▸ Aim of the exercise: Update the gender detection text from "Figuring out genders" to "probability of 0.8)", replacing "probability" with "likelihood" wherever it occurs in that span.

▸ Text extract:
2. Gender Detection

Figuring out genders from names

We're going to use 3 different methods, all of which use a similar philosophy. Essentially, each of these services have build databases from datasets where genders are known or can be identified. For example, national census data and social media profiles.

  • GenderDetector can be run locally, but only provides "male", "female" or "unknown", and has a limitted number of names in the database.
  • genderize.io and Gender API are web services that allow us to query names and return genders
    • Each of these services provides a "probability" that the gender is correct (so if "Jamie" shows up 80 times in their data as a female name, and 20 times as a male name, they'll say it's "female" with a probability of 0.8)
    • They also tell us how certain we can be of that gender by telling us how many times that name shows up (in the above example, the count would be 100. This is useful because some names might only have 1 or 2 entries, in which case a 100% probability of being male would be less reliable than a name that has 1000 entries.

The web APIs have superior data, but the problem is that they are services that require you to pay if you make more than a certain number of queries in a short period of time. The owners of both services have generously provided me with enough queries to do this research for free.

Getting names to query

First, we'll take the names from our pubmed queries and collapse them into sets. We don't really need to query the name "John" a thousand times - once will do. I'm going to loop through the csv we wrote out in the last section and pull the fourth column, which contains our author name.

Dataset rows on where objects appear
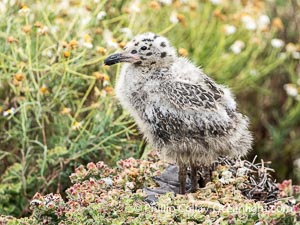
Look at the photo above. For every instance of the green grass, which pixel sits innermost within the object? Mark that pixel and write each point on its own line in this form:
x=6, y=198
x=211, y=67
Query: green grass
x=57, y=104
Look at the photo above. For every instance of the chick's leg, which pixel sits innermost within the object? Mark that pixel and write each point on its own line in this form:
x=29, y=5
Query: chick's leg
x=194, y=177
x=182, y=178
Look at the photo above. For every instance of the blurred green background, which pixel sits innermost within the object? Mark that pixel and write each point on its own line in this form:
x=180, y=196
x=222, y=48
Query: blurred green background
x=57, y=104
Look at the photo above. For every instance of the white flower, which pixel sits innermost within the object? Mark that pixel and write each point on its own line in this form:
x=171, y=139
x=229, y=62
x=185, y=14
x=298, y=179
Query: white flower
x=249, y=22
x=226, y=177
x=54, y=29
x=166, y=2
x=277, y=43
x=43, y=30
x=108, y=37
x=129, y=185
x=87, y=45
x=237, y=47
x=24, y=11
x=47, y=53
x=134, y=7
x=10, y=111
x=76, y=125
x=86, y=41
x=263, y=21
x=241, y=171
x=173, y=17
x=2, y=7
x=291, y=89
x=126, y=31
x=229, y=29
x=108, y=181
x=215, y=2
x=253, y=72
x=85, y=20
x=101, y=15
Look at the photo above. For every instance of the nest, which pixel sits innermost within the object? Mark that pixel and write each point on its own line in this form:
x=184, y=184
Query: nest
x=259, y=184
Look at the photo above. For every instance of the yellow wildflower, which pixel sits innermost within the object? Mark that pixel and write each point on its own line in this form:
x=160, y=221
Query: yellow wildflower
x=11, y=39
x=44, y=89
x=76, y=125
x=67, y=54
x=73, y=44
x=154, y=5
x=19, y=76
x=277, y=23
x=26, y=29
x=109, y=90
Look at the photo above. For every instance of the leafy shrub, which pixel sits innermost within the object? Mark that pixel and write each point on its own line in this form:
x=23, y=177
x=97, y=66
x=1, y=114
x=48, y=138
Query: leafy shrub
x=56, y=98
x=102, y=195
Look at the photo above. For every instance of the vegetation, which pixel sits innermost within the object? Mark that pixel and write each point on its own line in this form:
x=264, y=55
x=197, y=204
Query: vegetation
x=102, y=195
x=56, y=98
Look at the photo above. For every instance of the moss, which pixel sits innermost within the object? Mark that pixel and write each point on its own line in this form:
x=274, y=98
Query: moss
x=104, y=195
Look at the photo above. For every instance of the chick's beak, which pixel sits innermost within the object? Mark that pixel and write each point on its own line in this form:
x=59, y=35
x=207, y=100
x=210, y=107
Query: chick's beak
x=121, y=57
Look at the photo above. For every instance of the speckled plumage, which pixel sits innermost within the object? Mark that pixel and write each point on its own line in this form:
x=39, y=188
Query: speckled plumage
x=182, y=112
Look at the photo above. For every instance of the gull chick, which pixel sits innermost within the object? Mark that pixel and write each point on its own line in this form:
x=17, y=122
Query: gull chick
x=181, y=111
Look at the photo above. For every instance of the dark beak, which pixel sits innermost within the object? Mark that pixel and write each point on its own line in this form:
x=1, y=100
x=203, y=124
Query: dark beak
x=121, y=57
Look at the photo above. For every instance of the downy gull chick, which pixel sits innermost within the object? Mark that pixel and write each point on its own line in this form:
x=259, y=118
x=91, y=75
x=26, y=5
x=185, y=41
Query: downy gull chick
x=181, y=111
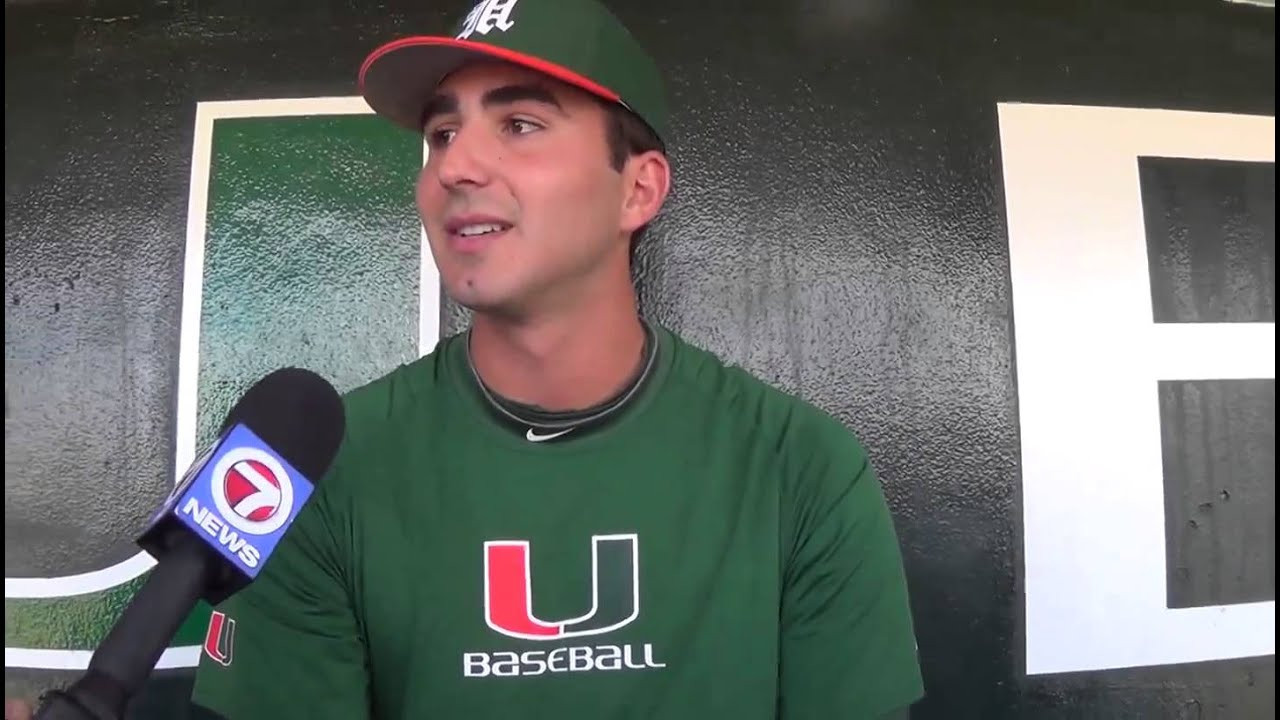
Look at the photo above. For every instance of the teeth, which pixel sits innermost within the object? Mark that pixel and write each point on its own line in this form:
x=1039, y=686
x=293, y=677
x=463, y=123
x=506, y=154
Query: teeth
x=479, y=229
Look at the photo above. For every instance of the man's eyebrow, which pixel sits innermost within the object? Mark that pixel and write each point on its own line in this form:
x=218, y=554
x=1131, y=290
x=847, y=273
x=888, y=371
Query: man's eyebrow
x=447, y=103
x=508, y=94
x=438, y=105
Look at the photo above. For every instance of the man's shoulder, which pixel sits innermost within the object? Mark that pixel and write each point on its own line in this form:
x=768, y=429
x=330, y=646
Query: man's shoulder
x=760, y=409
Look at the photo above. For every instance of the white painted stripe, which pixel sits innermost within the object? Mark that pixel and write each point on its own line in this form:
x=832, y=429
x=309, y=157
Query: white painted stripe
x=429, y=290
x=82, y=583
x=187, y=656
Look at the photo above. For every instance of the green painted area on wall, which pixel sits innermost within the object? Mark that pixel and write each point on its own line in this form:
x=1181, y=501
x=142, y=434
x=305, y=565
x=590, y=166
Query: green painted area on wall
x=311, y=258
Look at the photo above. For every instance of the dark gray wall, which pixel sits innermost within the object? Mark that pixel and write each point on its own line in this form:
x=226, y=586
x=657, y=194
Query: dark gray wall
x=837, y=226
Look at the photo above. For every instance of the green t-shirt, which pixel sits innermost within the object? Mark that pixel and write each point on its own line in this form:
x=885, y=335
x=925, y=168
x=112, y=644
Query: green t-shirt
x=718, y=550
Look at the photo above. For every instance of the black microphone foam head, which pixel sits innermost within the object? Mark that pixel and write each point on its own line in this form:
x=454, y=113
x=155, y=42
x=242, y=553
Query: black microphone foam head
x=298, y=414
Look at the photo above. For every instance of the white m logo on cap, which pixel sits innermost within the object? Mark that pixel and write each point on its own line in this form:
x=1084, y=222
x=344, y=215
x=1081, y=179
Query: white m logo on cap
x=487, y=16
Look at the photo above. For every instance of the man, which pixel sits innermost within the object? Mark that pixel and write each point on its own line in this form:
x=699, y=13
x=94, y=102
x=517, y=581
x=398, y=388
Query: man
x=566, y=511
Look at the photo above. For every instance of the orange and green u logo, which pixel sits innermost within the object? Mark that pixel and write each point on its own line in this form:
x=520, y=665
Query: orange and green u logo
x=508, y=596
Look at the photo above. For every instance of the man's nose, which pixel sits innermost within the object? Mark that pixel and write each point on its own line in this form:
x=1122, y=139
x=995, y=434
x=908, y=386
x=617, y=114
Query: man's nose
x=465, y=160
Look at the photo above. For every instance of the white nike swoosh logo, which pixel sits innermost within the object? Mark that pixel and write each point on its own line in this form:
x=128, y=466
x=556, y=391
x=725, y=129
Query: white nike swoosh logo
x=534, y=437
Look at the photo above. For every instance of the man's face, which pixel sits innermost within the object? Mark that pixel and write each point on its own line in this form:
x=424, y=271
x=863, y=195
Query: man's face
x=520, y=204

▸ Answer:
Figuring out genders from names

We're going to use 3 different methods, all of which use a similar philosophy. Essentially, each of these services have build databases from datasets where genders are known or can be identified. For example, national census data and social media profiles.

  • GenderDetector can be run locally, but only provides "male", "female" or "unknown", and has a limitted number of names in the database.
  • genderize.io and Gender API are web services that allow us to query names and return genders
    • Each of these services provides a "likelihood" that the gender is correct (so if "Jamie" shows up 80 times in their data as a female name, and 20 times as a male name, they'll say it's "female" with a likelihood of 0.8)